Copy every row of the dataset excerpt below verbatim, keeping each line identical to the original.
-------- GIVEN DATA
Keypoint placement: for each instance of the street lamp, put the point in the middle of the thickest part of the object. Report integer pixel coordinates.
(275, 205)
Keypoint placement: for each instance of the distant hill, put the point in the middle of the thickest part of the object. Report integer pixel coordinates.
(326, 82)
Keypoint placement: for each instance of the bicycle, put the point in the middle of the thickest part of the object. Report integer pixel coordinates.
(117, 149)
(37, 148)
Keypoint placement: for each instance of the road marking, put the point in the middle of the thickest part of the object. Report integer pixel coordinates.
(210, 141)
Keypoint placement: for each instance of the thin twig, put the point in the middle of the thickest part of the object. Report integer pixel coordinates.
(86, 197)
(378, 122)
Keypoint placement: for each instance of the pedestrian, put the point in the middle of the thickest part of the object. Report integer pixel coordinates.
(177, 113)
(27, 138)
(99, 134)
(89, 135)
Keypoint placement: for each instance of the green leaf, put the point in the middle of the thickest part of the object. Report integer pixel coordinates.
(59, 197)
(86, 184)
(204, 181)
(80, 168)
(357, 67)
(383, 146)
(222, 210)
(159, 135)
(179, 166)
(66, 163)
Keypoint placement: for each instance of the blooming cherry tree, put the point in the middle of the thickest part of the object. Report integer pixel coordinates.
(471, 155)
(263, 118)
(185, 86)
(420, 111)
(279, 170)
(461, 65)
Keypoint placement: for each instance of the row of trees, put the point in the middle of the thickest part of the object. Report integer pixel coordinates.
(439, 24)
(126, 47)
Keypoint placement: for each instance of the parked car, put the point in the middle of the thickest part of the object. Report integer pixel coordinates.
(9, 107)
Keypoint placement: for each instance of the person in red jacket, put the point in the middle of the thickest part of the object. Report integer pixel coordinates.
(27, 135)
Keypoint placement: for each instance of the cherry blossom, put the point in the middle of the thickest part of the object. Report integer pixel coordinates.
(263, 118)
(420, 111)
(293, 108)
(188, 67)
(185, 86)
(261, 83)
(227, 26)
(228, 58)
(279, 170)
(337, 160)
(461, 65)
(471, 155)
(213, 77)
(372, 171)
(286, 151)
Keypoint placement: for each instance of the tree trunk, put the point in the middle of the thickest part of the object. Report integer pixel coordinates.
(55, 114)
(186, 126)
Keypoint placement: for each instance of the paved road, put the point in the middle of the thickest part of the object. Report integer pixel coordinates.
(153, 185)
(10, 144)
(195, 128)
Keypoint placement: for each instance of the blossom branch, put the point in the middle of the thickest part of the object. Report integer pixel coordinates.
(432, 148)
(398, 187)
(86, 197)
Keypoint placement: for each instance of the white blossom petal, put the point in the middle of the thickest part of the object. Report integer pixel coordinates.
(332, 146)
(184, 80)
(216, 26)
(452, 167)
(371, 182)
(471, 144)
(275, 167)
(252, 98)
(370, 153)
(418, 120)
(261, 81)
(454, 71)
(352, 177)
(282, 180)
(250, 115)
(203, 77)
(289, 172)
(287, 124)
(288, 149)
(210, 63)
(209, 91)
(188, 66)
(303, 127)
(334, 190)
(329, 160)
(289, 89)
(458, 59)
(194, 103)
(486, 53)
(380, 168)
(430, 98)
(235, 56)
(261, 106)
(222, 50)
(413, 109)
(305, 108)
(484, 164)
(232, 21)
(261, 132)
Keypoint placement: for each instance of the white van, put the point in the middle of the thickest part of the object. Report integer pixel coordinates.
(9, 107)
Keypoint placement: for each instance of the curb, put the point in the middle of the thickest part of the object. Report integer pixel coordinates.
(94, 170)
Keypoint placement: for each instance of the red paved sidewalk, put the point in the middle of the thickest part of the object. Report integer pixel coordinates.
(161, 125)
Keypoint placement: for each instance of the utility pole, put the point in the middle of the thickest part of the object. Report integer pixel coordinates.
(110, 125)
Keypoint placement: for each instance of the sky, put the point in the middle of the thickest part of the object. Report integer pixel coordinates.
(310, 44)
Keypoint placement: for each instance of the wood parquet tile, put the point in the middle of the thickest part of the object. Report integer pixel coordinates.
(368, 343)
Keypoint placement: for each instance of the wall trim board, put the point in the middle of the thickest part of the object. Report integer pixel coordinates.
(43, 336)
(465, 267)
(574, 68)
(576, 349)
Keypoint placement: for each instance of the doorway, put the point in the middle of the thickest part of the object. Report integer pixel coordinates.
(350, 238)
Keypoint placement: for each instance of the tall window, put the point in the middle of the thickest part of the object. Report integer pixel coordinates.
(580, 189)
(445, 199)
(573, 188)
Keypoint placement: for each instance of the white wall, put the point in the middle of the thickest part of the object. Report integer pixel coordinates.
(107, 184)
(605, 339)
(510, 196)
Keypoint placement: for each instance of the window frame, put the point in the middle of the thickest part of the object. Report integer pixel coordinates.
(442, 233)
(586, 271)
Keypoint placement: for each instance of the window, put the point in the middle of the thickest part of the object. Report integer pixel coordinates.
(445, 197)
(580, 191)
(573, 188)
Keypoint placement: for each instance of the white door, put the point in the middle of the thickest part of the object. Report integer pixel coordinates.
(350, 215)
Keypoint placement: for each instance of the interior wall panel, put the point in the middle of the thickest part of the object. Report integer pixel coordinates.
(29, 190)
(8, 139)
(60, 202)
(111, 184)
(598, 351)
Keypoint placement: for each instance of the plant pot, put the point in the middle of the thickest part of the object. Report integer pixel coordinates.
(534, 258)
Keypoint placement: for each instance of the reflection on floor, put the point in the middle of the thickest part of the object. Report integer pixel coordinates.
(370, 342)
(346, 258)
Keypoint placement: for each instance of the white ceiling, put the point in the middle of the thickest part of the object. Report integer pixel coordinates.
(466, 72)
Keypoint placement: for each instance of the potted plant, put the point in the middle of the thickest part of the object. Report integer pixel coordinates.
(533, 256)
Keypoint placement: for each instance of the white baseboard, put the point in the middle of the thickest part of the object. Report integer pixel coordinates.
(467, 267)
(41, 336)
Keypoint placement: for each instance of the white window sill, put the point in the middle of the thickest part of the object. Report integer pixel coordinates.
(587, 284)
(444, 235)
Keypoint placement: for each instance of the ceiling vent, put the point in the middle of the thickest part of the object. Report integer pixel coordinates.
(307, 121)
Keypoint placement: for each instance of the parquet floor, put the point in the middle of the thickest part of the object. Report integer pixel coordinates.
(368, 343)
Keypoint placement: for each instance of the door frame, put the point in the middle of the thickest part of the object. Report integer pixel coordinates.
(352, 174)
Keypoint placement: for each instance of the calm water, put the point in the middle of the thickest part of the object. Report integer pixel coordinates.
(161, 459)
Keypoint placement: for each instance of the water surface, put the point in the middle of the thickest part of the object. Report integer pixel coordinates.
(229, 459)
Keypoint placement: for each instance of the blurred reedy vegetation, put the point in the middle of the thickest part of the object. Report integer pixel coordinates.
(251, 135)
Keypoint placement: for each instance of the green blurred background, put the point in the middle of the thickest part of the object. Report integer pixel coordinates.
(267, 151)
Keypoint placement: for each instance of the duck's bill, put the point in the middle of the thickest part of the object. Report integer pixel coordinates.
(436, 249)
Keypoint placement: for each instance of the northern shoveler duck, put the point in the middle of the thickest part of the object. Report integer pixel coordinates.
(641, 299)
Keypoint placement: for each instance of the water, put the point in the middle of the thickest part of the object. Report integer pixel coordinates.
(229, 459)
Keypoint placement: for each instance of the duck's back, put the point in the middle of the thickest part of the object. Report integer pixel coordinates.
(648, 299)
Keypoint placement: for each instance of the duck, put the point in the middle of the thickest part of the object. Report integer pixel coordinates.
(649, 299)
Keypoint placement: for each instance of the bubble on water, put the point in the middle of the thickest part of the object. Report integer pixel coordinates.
----------------
THE REPLY
Keypoint placement: for each instance of the street lamp, put the point in the middle of the thickest part of the object. Report integer pixel coordinates.
(275, 205)
Keypoint placement: for each instance of the distant hill, put the point in the middle of the thickest part of the object. Report integer pixel coordinates.
(326, 82)
Keypoint placement: for each instance of the bicycle, put the point in the middle of the thickest part of the object. Report integer pixel coordinates.
(117, 149)
(37, 148)
Keypoint placement: for each instance of the road marking, put the point in the middle of the thickest part of the object. Report integer pixel coordinates.
(210, 141)
Keypoint placement: for each instance of the thin twig, put the point in the middle of the thickest part of the object. Report integer pixel coordinates.
(86, 197)
(378, 122)
Keypoint placement: for each instance of the pedestrian, put the point in the middle of the thickest part of the object. Report integer pixel coordinates.
(177, 113)
(27, 138)
(99, 134)
(89, 135)
Keypoint placement: for each instance of the green leaf, put the point in the middle of the thickest part of the object. Report integer pixel coordinates.
(59, 197)
(86, 184)
(204, 181)
(80, 168)
(357, 67)
(383, 146)
(222, 210)
(159, 135)
(179, 166)
(66, 163)
Keypoint placement: for each instance of the blooming cherry tree, put the point in the middle of the thickest part of the object. Report integer pixel coordinates.
(471, 155)
(263, 118)
(185, 86)
(420, 111)
(279, 170)
(461, 65)
Keypoint placement: for each instance of the row of trees, put the point in the middle of the thickest part of the object. Report integer pixel coordinates.
(439, 24)
(126, 47)
Keypoint placement: for each instance of the parked car, put the point in the middle of the thickest part of the object. Report integer pixel coordinates.
(9, 107)
Keypoint placement: for each instance of the person in red jacket, put the point in the middle of the thickest part of the object. Report integer pixel coordinates.
(27, 135)
Keypoint placement: for each instance of the cherry blossom, put the point in the middle of the thickest part of the object. Report integer pixel coordinates.
(263, 118)
(420, 111)
(293, 108)
(188, 67)
(185, 86)
(261, 83)
(227, 26)
(228, 58)
(279, 170)
(337, 160)
(461, 65)
(471, 155)
(213, 77)
(372, 171)
(286, 151)
Keypoint placement: for each instance of the tree trunk, put the point in the middle of the thickest part of the object. Report integer pixel coordinates.
(55, 114)
(186, 126)
Keypoint placement: for each instance of the paved road, put the point in the middle of the thickest part of the object. Report integer pixel coordinates.
(153, 185)
(10, 144)
(195, 128)
Keypoint placement: for each instance of the blossom branch, put the point in the middle of the thickest part of the object. Report integer pixel coordinates.
(432, 148)
(398, 187)
(86, 197)
Keypoint placement: for each instance of the white blossom petal, put the point in the middle of the thickest part of the object. Report integer pixel coordinates.
(332, 146)
(184, 80)
(216, 26)
(452, 167)
(371, 182)
(471, 144)
(275, 167)
(252, 98)
(370, 153)
(418, 120)
(261, 81)
(454, 71)
(352, 177)
(282, 180)
(250, 115)
(203, 77)
(289, 172)
(287, 124)
(288, 149)
(210, 63)
(209, 91)
(188, 66)
(303, 127)
(334, 190)
(329, 160)
(289, 89)
(458, 59)
(194, 103)
(486, 53)
(380, 168)
(430, 98)
(235, 56)
(261, 106)
(222, 50)
(413, 109)
(305, 108)
(484, 164)
(232, 21)
(261, 132)
Keypoint placement: for each instance of the white van, put the point in the middle of the thickest part of the object. Report integer pixel coordinates.
(9, 107)
Keypoint placement: for each instance of the curb, put the point in the middle of the thickest part of the object. Report integer pixel coordinates.
(94, 170)
Keypoint placement: for each instance of the red paved sidewalk, put the point in the middle of the thickest part of the object. Report integer pixel coordinates.
(161, 125)
Keypoint placement: for each instance of the utility pole, put the point in the middle of the thickest part of the object. Report integer pixel coordinates.
(110, 125)
Keypoint placement: for each instance of the sky, put the point in the middle of the thickest part of the object. Report integer pixel coordinates.
(310, 44)
Keypoint placement: for each instance of the wood parquet tile, put the point in the middle of the thickest part of the object. Report integer pixel coordinates.
(368, 343)
Keypoint placement: for each instance of the wall trim board, put the point in the middle of the thickest part of the object. Report integer pixel coordinates.
(43, 336)
(465, 267)
(574, 68)
(576, 349)
Keypoint placement: for each instance of the doorway, put the point in the middle of the thickest part of the object. Report integer pixel coordinates.
(350, 238)
Keypoint placement: for each instance of the tall window, put the point in the middle of the thickest part of the object. Report integer pixel coordinates.
(580, 189)
(445, 199)
(573, 188)
Keypoint placement: for each instance of the white wall, put the point in the middle of the thickest part of the object. Report integer pixel coordinates.
(107, 184)
(605, 339)
(510, 196)
Keypoint placement: for each instance of the window frame, put the point in the middle of the thickest part of the object. Report integer pixel coordinates.
(442, 233)
(586, 271)
Keypoint placement: for each instance of the window, put the point in the middle of the thickest part of the object. Report integer pixel coordinates.
(445, 197)
(580, 191)
(573, 188)
Keypoint placement: for each instance of the white door, put the point in the middle of the thickest part of the object. Report integer pixel coordinates.
(350, 215)
Keypoint placement: for each instance of the interior wall panel, put the point in the middle of the thickest part of the object. Report integer pixel coordinates.
(29, 190)
(8, 139)
(60, 202)
(111, 184)
(598, 351)
Keypoint placement: for each instance of the plant pot, put the point in the middle of the thickest part of the object. Report integer pixel coordinates.
(534, 258)
Keypoint placement: for each instance of the reflection on floor, put the point in the middle of the thickest part of the object. Report integer pixel coordinates.
(370, 342)
(346, 258)
Keypoint placement: for each instance of the white ceiling, put the point in the middle of the thickest part of the object. Report integer pixel coordinates.
(466, 72)
Keypoint placement: for each instance of the potted plant, put the point in the middle of the thickest part of the object. Report integer pixel coordinates.
(533, 256)
Keypoint placement: for each instance of the white baseboard, put the point in the middle of the thickest part of the object. Report integer pixel coordinates.
(467, 267)
(41, 336)
Keypoint placement: for each instance of the white window sill, put the point in the middle of the thickest part of the object. Report integer pixel coordinates.
(587, 284)
(444, 235)
Keypoint placement: for each instance of the ceiling vent, put the point in the middle of the thickest part of the object. Report integer pixel coordinates.
(307, 121)
Keypoint placement: for each instance of the parquet floor, put the point in the middle of the thickest part of the object. Report integer pixel coordinates.
(368, 343)
Keypoint placement: for each instance of the door frame, put the point in the middle of the thickest part of the object. Report integer pixel coordinates.
(352, 174)
Keypoint placement: for each instance of the calm water, put the point in the middle of the thickest part of the object. Report integer pixel coordinates.
(161, 459)
Keypoint placement: for each instance of the water surface, put the point in the middle of the thickest part of the object. Report integer pixel coordinates.
(229, 459)
Keypoint placement: for each instance of the blurred reedy vegetation, put the point in the middle of the thickest part of the object. Report integer pixel coordinates.
(251, 135)
Keypoint placement: for each instance of the green blurred background, put the point in the middle of the thickest part of the object. Report integer pixel coordinates.
(267, 151)
Keypoint placement: for each instance of the duck's bill, put the point in the middle of the thickest part of the object. Report integer pixel coordinates.
(436, 249)
Keypoint placement: for each instance of the northern shoveler duck, put the point in the middle of the thickest part of the object. Report integer pixel coordinates.
(641, 299)
Keypoint placement: for each instance of the water, put the point in the middle of the thickest part of the object. Report integer pixel coordinates.
(229, 459)
Keypoint placement: for each instance of the duck's back, put the point in the middle of the thickest part of the object. Report integer pixel coordinates.
(648, 299)
Keypoint placement: for each instance of the duck, put the point in the middle of the thickest part of the object. Report integer pixel coordinates.
(649, 299)
Keypoint placement: for each instance of the bubble on water, put the point in the middle of the thickest part of the object. Report integer pixel coordinates.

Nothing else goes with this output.